DIRECTION:
Repeat each of the entries below word for word, keeping them in the same order.

··········

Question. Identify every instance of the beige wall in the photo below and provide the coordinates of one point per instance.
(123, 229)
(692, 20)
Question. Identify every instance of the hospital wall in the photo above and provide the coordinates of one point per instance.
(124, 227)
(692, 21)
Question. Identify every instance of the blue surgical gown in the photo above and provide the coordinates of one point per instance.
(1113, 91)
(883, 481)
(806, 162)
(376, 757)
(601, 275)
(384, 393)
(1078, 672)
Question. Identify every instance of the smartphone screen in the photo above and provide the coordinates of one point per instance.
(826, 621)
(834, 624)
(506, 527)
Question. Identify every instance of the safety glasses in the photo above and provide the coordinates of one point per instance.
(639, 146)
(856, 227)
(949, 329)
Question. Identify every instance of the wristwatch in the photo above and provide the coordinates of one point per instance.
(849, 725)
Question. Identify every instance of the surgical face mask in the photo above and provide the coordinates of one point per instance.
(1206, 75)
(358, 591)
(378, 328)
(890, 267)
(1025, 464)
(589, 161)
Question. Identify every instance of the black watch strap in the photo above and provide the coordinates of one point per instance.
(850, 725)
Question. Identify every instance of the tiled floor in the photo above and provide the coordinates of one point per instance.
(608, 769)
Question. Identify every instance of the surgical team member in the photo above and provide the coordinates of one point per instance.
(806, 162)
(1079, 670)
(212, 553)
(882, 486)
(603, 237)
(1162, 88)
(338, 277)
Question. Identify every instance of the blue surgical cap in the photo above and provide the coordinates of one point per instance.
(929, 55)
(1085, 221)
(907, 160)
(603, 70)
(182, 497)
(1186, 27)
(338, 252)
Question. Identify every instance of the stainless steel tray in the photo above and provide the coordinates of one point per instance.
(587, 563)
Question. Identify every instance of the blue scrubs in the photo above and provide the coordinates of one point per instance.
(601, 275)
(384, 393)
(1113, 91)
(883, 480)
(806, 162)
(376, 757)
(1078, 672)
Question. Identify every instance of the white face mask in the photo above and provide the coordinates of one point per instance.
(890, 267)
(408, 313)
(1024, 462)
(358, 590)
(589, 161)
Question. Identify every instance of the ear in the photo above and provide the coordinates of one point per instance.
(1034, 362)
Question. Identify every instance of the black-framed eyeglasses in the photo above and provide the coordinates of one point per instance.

··········

THE ANSWER:
Question. Identify every instance of the beige wall in the photo below and provide the coordinates of one point per instance.
(123, 229)
(692, 20)
Question. Identify every instance of the hospital wall in the photo above and provide the coordinates of one point per instance.
(124, 227)
(692, 21)
Question. Identify every instance of the blue surgical gown in the photo above and provide the coordinates of one point per instance.
(1113, 91)
(883, 481)
(806, 162)
(376, 757)
(601, 275)
(384, 393)
(1078, 672)
Question. Identify every instance of the smartphone screen in the photo above and provide the coordinates of one point per instance.
(826, 621)
(834, 624)
(506, 527)
Question. Identify every instance of the safety glasses in the photo above and provide the coordinates of one point per instance.
(639, 146)
(856, 227)
(949, 329)
Question. Identify every instance of the wristwatch in the photo above and provide the coordinates of one point per instance.
(849, 725)
Question. Identify every instance of the surgical face mask in the photo above and provide the coordinates of one point per instance.
(1206, 75)
(358, 591)
(378, 328)
(890, 267)
(1025, 464)
(589, 161)
Question. Identify every instance of the black watch strap in the photo above and provide the coordinates of one point per instance.
(850, 725)
Question. Identify every instance of the tiled floor in the photo above and provide the coordinates of one point per instance.
(608, 769)
Question. Identify every instance of the surgical team member in the photo above and provide the coordinates of one point per instance.
(806, 162)
(1079, 670)
(212, 553)
(882, 486)
(603, 237)
(1162, 88)
(338, 277)
Question. Identify every instance of the blue surgical cap in the photo above and provide the coordinates of one point per instance.
(929, 55)
(1085, 221)
(907, 160)
(603, 70)
(182, 497)
(1186, 27)
(338, 252)
Question. Identify every instance of the stainless steel tray in the photo above and provide the coordinates of one point per instance.
(587, 563)
Question. Identify every instance of the blue scrubs in the photo above and provide the coordinates of one point per instance.
(601, 275)
(384, 393)
(1113, 91)
(883, 480)
(806, 162)
(376, 757)
(1078, 672)
Question. Identify every instance of the white face mask in the photo above and provide the coordinates of one point per instance.
(890, 267)
(408, 313)
(1024, 462)
(358, 590)
(589, 161)
Question. Identify every instance of the ear in the photo above and provide the coordinates of one point per instance.
(1034, 362)
Question. Identify every instance of the black-framed eyeglasses in the photo above and provide the coordinates of one point per instance.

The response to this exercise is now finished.